ABOUT THIS TASK | Please write out each entry that follows, keeping it exactly the same.

Referring expression data:
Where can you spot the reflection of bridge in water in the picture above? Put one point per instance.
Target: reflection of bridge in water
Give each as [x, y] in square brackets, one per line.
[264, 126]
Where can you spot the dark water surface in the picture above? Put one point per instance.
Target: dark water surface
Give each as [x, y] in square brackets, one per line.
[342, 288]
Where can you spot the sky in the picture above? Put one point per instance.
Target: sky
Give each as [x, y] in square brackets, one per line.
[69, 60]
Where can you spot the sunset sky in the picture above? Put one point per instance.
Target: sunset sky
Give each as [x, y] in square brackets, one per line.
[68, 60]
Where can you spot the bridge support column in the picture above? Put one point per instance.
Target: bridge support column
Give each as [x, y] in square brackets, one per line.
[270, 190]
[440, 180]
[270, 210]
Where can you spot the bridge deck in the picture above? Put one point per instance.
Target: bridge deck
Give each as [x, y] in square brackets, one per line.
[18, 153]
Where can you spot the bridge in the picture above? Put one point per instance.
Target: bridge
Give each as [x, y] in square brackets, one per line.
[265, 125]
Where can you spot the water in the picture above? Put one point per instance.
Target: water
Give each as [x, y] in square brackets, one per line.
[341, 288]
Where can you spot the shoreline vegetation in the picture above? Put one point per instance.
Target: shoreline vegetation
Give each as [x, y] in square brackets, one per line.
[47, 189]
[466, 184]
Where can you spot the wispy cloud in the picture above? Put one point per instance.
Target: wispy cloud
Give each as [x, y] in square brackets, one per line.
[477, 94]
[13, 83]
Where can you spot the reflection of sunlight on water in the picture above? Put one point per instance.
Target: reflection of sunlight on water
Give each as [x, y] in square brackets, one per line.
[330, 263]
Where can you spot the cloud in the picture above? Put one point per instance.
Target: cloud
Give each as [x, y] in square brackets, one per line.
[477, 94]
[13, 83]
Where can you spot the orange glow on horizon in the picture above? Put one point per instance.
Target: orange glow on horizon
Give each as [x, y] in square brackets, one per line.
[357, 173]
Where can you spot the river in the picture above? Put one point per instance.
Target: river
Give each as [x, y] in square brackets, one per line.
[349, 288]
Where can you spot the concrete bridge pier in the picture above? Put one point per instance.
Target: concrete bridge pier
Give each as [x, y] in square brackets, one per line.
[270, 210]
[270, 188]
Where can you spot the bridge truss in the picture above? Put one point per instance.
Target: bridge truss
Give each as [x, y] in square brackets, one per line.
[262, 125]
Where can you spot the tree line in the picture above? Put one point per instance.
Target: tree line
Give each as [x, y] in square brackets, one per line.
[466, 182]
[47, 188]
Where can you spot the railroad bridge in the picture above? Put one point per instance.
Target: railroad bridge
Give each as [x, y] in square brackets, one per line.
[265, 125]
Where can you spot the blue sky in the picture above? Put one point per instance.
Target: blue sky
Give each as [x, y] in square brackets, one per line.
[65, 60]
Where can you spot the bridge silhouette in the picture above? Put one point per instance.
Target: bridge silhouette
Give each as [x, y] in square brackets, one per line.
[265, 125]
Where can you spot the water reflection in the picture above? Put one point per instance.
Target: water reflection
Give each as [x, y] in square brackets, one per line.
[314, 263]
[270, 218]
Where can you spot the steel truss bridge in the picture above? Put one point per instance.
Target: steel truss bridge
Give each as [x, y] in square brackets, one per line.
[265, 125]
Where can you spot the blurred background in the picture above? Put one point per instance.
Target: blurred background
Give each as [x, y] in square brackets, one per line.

REPLY TO THE TASK |
Where can you spot the reflection of bridge in water in the picture above? Put one point per instance.
Target: reflection of bridge in water
Give each as [x, y] in square brackets, one per line.
[264, 126]
Where can you spot the dark water surface in the picture above? Put one point per instance.
Target: dark water surface
Give each as [x, y] in square brackets, one per line.
[342, 288]
Where can you spot the sky in the picture above? Put one point per instance.
Target: sky
Give each as [x, y] in square brackets, one per line.
[69, 60]
Where can you spot the sunset sky in the picture above? Put one point per instance.
Target: sunset sky
Give each as [x, y] in square brackets, one per line.
[68, 60]
Where can you spot the bridge support column in the picture above? Put one point per instance.
Target: bridge support column
Give each as [x, y] in square brackets, one per line.
[270, 190]
[440, 180]
[270, 210]
Where can you spot the bridge deck in the picture above? Put one point per instance.
Target: bridge deck
Give each as [x, y] in square brackets, one per line.
[18, 153]
Where can you spot the bridge in the picture above? Put one point per instance.
Target: bridge
Give each as [x, y] in square brackets, one per line.
[265, 125]
Where can you spot the water in the picture above? Put one point per instance.
Target: water
Give each as [x, y] in square brackets, one per line.
[341, 288]
Where can you spot the shoreline vegetation in the picture above? Put one point per instance.
Target: shoreline vegetation
Give each as [x, y] in square brackets, one per line.
[47, 189]
[466, 184]
Where can you spot the wispy cloud in the picture above? Put one point per instance.
Target: wispy cloud
Give each as [x, y] in square brackets, one per line.
[477, 94]
[13, 83]
Where can you spot the reflection of sunlight on water in the picture above? Put one point per instance.
Target: reflection of sunlight on water
Give each as [x, y] in square brackets, one per line.
[330, 263]
Where can you spot the cloud in the picture above? Put one point per instance.
Target: cloud
Give each as [x, y] in square brackets, one per line.
[477, 94]
[13, 83]
Where can you spot the orange glow on horizon in the picture above? Put one point per instance.
Target: orange glow on horizon
Give each as [x, y] in square brackets, one per line.
[357, 173]
Where can you spot the river in the picture above? Put one point per instance.
Target: river
Give each as [x, y] in square brackets, one per line.
[349, 288]
Where can you spot the concrete bridge pier in the picture above? Put one point per instance.
Target: concrete bridge pier
Give each as [x, y] in square brackets, one per line.
[270, 210]
[270, 188]
Where can you spot the bridge truss in the picture above? Put one point per instance.
Target: bridge truss
Give each as [x, y] in square brackets, one per line.
[262, 125]
Where can you spot the tree line in the picture above? Put one point per instance.
Target: tree line
Give each as [x, y] in square brackets, one per line.
[466, 182]
[47, 188]
Where can you spot the railroad bridge in the picture above? Put one point per instance.
Target: railroad bridge
Give each as [x, y] in square brackets, one per line.
[265, 125]
Where can you spot the blue sky in the picture above? Put one point per instance.
Target: blue sky
Give each as [x, y] in square brackets, one per line.
[65, 60]
Where can you spot the bridge silhouette in the picture above? Put one point per instance.
Target: bridge silhouette
Give each as [x, y] in square brackets, one per line.
[265, 125]
Where can you spot the water reflection in the picture above? Put one point per instance.
Target: water reflection
Give each as [x, y] in square brackets, one per line.
[314, 263]
[270, 218]
Where can you spot the steel truss bridge in the picture above? Put one point per instance.
Target: steel truss bridge
Give each as [x, y] in square brackets, one per line.
[265, 125]
Where can you spot the blurred background in the picture above? Put one point per instance.
Target: blurred background
Give each as [x, y] in square brackets, one per line.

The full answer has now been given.